Begin Material to process

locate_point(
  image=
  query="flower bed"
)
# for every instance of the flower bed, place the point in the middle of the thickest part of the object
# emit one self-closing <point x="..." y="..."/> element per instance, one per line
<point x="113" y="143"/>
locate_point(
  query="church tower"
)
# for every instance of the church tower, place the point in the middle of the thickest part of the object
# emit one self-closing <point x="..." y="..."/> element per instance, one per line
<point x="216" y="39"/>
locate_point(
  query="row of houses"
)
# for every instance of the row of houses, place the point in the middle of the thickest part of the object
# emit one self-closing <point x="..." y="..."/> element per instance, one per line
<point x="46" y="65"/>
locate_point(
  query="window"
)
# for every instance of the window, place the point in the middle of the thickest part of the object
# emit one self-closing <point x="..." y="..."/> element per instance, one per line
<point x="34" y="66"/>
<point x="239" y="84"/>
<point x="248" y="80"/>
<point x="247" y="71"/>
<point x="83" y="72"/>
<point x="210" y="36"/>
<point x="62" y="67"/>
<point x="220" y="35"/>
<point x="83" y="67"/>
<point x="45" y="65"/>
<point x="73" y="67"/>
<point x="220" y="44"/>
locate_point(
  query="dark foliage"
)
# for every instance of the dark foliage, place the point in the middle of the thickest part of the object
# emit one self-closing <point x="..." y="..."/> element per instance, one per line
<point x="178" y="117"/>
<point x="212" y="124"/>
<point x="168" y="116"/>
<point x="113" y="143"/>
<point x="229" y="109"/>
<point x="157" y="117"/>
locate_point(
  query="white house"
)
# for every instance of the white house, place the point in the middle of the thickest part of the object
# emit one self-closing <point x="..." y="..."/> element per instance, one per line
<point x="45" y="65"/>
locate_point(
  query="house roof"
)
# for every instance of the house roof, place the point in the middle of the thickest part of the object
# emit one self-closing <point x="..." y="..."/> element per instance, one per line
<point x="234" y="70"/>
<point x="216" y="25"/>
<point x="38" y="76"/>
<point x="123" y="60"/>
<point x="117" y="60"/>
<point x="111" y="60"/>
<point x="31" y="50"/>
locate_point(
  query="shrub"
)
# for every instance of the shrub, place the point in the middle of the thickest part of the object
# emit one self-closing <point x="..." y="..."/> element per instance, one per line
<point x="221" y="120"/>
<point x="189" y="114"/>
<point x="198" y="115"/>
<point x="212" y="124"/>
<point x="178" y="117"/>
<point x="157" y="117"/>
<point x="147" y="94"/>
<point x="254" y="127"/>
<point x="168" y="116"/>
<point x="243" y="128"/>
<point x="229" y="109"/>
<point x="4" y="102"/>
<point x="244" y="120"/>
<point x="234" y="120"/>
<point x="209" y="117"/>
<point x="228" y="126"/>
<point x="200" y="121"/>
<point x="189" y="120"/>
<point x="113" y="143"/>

End Material to process

→ **Exercise prompt**:
All entries must be repeated verbatim.

→ **Written answer**:
locate_point(
  image=
  query="flower bed"
)
# for every instance of the flower bed, place the point in the middle of the thickest part of the object
# emit one self-closing <point x="..." y="..."/> element per instance, one per line
<point x="113" y="143"/>
locate_point(
  query="church tower"
)
# for every instance of the church tower, place the point in the middle of the thickest part of the object
# emit one self-closing <point x="..." y="..."/> element per instance, one per line
<point x="216" y="39"/>
locate_point(
  query="row of houses"
)
# for every instance of the row of houses, place the point in the middle of the thickest part of the object
# emit one self-closing <point x="..." y="..."/> element per instance, one per line
<point x="46" y="65"/>
locate_point(
  query="window"
)
# for every instance of the window, place the point in the middle of the thickest part of the object
# emit one self-closing <point x="..." y="..."/> element per instance, one per line
<point x="34" y="66"/>
<point x="239" y="84"/>
<point x="248" y="80"/>
<point x="247" y="71"/>
<point x="83" y="72"/>
<point x="210" y="36"/>
<point x="62" y="67"/>
<point x="220" y="35"/>
<point x="83" y="67"/>
<point x="45" y="65"/>
<point x="73" y="67"/>
<point x="220" y="44"/>
locate_point(
  query="dark foliage"
)
# for every instance of the dark foliage, place the point in the middle of the thickest part of the object
# emit one self-closing <point x="..." y="..."/> element per instance, one per line
<point x="178" y="117"/>
<point x="212" y="124"/>
<point x="168" y="116"/>
<point x="113" y="143"/>
<point x="229" y="109"/>
<point x="157" y="117"/>
locate_point(
  query="white house"
)
# for every instance of the white house, place the point in the middle of the thickest part of the object
# emit one self-closing <point x="..." y="..."/> element per instance, one per line
<point x="45" y="65"/>
locate_point(
  query="house roof"
)
# for every instance of the house roof, place the point in the middle of the thickest part of the object
# emit one self-closing <point x="..." y="..."/> element per instance, one per line
<point x="234" y="70"/>
<point x="216" y="25"/>
<point x="38" y="76"/>
<point x="123" y="60"/>
<point x="117" y="60"/>
<point x="111" y="60"/>
<point x="31" y="50"/>
locate_point(
  query="shrub"
)
# for every instance of the shrub, place the point in the middle of the thickest part of the object
# emit one self-closing <point x="..." y="..."/> element per instance, one per line
<point x="221" y="120"/>
<point x="189" y="114"/>
<point x="198" y="115"/>
<point x="212" y="124"/>
<point x="178" y="117"/>
<point x="157" y="117"/>
<point x="147" y="94"/>
<point x="254" y="127"/>
<point x="168" y="116"/>
<point x="243" y="128"/>
<point x="229" y="109"/>
<point x="4" y="102"/>
<point x="244" y="120"/>
<point x="234" y="120"/>
<point x="209" y="117"/>
<point x="228" y="126"/>
<point x="200" y="121"/>
<point x="189" y="120"/>
<point x="113" y="143"/>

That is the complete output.